**Study text**
- Opening Delimiter -

Yes, we want to repeal all coverage mandates. We trust Americans to choose what health insurance plan makes sense for them and their families.
An autism mandate will add 1-3% to premiums in Virginia, as it has in other states that have adopted it. Virginia’s other 57 benefit mandates also unnecessarily raise costs by making everyone with health insurance buy coverage they may or may not want or need. Why should every Virginian with health insurance be forced to pay for acupuncture coverage? One size does not fit all.
This report from CAHI is compelling:
http://www.cahi.org/cahi_contents/resources/pdf/MandatesintheStates2010.pdf
Phil Kerpen
VP Policy
Americans for Prosperity
Phil, please point out to us one health insurance company in Virginia that offers an autism coverage policy. If the private sector is doing such a bang up job of making it possible for consumers to purchase plans they want that include autism coverage that’s affordable, there’s no need for this legislation.
The real question is why these mandates exist in the first place. Generally, they’ve been included by law because insurance companies either wouldn’t or couldn’t include the coverage in policies at a reasonable price. The reason for the mandates was because of a failure in the market place, not the other way around.
Besides, most folks – in Virginia and nationally – don’t choose their own health insurance. They either accept the plan provided by their employer or they choose from a number of employer provided plans. The number of people who are actively buying insurance on their own with no employer subsidies is relatively small, because the premium prices are too high for most regular families to afford absent help from an employer.

- Closing Delimiter -

**Questions to answer**
1. According to the discussion, how many other benefit mandates does Virginia have besides an autism mandate?
2. Copy the discussion from "An autism mandate" up to and including "for this legislation.", changing every "autism" to "diabetes".

Dataset entries:
- Opening Delimiter -

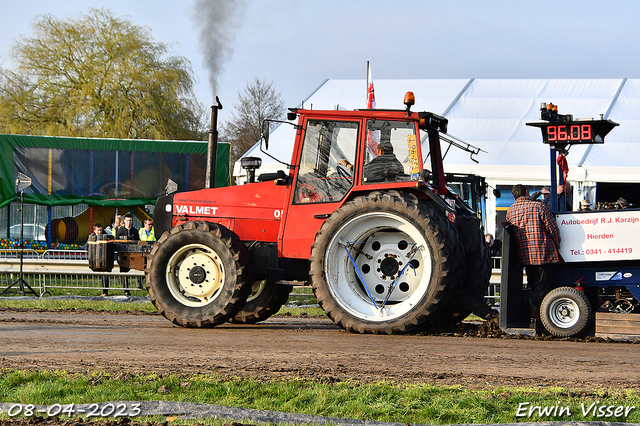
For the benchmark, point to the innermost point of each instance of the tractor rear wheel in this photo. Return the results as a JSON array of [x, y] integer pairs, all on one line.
[[381, 263], [198, 274], [565, 311], [265, 299]]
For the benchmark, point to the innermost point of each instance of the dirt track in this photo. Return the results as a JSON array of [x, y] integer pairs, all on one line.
[[311, 348]]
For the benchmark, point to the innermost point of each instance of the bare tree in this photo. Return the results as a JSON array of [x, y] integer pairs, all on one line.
[[258, 101], [98, 76]]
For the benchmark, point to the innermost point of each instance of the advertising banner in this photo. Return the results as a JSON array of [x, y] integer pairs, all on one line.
[[599, 235]]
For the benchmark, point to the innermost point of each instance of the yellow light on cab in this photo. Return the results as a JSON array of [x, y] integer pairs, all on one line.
[[409, 99]]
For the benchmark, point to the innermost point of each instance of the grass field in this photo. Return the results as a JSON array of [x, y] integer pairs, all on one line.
[[383, 401]]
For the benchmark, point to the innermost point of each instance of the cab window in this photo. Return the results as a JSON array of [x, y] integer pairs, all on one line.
[[322, 174]]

- Closing Delimiter -

**Answers by item number**
1. 57

2.
An diabetes mandate will add 1-3% to premiums in Virginia, as it has in other states that have adopted it. Virginia’s other 57 benefit mandates also unnecessarily raise costs by making everyone with health insurance buy coverage they may or may not want or need. Why should every Virginian with health insurance be forced to pay for acupuncture coverage? One size does not fit all.
This report from CAHI is compelling:
http://www.cahi.org/cahi_contents/resources/pdf/MandatesintheStates2010.pdf
Phil Kerpen
VP Policy
Americans for Prosperity
Phil, please point out to us one health insurance company in Virginia that offers an diabetes coverage policy. If the private sector is doing such a bang up job of making it possible for consumers to purchase plans they want that include diabetes coverage that’s affordable, there’s no need for this legislation.